REQUIRED WORK:
Rewrite the stretch from the start of the entries through the line containing "[(81, 38), (124, 41), (101, 40), (62, 40)]" as a numbered list, skipping any blank lines and leaving the pictures out.

═══

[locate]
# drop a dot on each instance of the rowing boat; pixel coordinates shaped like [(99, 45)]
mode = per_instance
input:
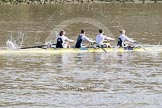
[(78, 50)]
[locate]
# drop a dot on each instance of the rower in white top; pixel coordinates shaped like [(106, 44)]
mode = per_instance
[(81, 38), (124, 41), (101, 40), (62, 40)]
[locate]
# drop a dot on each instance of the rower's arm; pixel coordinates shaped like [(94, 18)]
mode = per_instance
[(88, 39), (129, 39), (108, 38), (69, 40)]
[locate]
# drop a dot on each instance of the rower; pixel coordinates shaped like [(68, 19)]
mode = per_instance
[(101, 38), (124, 41), (62, 39), (81, 39)]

═══

ANSWER:
1. [locate]
2. # drop a dot on each instance of the rowing boat; pixel coordinates shaped like [(99, 45)]
3. mode = per_instance
4. input:
5. [(78, 50)]
6. [locate]
7. # drop a dot on each instance of the rower in white top; pixel coordinates shaped like [(106, 44)]
8. mode = per_instance
9. [(81, 38), (124, 41), (101, 40), (62, 40)]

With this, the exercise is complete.